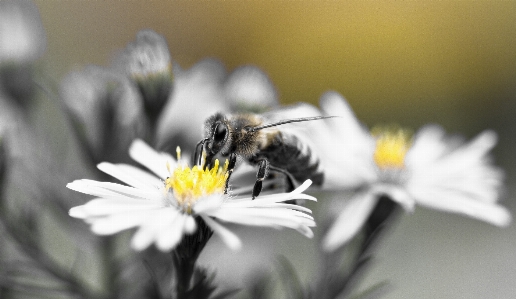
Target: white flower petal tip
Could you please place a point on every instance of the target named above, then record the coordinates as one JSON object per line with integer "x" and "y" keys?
{"x": 77, "y": 212}
{"x": 229, "y": 238}
{"x": 190, "y": 225}
{"x": 302, "y": 188}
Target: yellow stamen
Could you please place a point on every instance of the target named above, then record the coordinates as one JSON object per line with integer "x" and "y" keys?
{"x": 391, "y": 147}
{"x": 190, "y": 184}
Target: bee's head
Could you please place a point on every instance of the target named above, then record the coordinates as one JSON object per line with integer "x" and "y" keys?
{"x": 217, "y": 138}
{"x": 216, "y": 135}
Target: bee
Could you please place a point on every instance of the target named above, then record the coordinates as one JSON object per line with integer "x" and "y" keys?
{"x": 262, "y": 145}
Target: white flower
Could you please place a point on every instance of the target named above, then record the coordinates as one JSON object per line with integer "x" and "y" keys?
{"x": 430, "y": 170}
{"x": 163, "y": 206}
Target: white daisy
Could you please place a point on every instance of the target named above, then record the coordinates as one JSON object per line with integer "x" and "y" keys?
{"x": 163, "y": 206}
{"x": 431, "y": 170}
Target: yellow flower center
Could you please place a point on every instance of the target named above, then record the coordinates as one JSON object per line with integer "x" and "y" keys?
{"x": 391, "y": 147}
{"x": 190, "y": 184}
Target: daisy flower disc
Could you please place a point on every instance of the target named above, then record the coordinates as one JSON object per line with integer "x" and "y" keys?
{"x": 163, "y": 205}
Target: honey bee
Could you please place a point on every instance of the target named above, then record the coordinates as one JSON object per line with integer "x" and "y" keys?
{"x": 262, "y": 145}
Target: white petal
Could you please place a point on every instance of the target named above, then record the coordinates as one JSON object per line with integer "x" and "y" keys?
{"x": 228, "y": 237}
{"x": 167, "y": 238}
{"x": 118, "y": 222}
{"x": 146, "y": 178}
{"x": 104, "y": 207}
{"x": 107, "y": 189}
{"x": 346, "y": 146}
{"x": 148, "y": 157}
{"x": 208, "y": 204}
{"x": 78, "y": 212}
{"x": 160, "y": 221}
{"x": 265, "y": 217}
{"x": 396, "y": 194}
{"x": 350, "y": 220}
{"x": 190, "y": 225}
{"x": 120, "y": 172}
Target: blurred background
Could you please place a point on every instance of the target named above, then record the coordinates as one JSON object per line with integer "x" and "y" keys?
{"x": 409, "y": 63}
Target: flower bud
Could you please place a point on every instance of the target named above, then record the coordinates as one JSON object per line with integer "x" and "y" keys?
{"x": 105, "y": 109}
{"x": 249, "y": 89}
{"x": 147, "y": 61}
{"x": 22, "y": 40}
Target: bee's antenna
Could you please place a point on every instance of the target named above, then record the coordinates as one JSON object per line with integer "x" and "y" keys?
{"x": 287, "y": 121}
{"x": 197, "y": 154}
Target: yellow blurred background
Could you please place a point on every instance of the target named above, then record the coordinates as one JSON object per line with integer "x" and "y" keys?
{"x": 409, "y": 62}
{"x": 418, "y": 61}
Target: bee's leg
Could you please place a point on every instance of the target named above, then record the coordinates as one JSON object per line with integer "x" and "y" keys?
{"x": 263, "y": 171}
{"x": 231, "y": 167}
{"x": 289, "y": 179}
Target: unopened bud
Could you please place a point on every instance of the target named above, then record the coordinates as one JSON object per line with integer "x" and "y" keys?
{"x": 147, "y": 61}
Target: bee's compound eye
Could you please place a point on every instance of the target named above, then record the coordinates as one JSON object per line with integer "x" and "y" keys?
{"x": 220, "y": 133}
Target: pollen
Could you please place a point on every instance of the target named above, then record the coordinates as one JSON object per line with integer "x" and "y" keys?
{"x": 391, "y": 147}
{"x": 189, "y": 184}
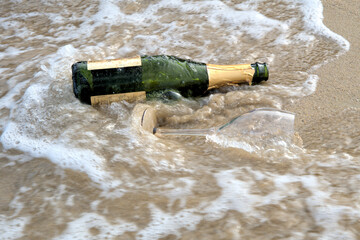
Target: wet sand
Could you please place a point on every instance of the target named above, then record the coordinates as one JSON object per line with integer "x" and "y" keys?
{"x": 324, "y": 115}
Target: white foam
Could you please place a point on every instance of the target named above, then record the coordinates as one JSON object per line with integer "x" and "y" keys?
{"x": 163, "y": 223}
{"x": 80, "y": 228}
{"x": 12, "y": 228}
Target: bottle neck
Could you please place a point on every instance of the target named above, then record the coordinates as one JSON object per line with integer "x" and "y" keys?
{"x": 222, "y": 75}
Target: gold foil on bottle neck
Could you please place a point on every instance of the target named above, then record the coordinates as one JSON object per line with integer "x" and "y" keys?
{"x": 222, "y": 75}
{"x": 114, "y": 63}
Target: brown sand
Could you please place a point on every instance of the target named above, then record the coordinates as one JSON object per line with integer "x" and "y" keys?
{"x": 324, "y": 112}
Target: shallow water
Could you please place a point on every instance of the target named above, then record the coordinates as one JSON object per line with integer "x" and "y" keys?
{"x": 71, "y": 171}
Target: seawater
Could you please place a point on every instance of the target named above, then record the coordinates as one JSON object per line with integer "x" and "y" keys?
{"x": 71, "y": 171}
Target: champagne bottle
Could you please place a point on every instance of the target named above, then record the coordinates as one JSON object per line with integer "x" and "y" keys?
{"x": 131, "y": 77}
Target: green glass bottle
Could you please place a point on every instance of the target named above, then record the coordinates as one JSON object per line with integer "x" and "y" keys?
{"x": 149, "y": 74}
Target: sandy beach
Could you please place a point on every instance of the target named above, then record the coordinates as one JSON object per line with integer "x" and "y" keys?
{"x": 323, "y": 117}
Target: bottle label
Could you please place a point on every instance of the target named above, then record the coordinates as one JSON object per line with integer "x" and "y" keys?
{"x": 107, "y": 99}
{"x": 222, "y": 75}
{"x": 114, "y": 63}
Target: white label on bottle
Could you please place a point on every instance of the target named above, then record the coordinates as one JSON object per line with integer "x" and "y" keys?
{"x": 108, "y": 99}
{"x": 114, "y": 63}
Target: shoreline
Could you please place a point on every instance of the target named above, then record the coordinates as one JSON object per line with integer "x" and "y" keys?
{"x": 338, "y": 87}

What to produce: Give nothing but the number of lines in the entries that include "neck".

Answer: 2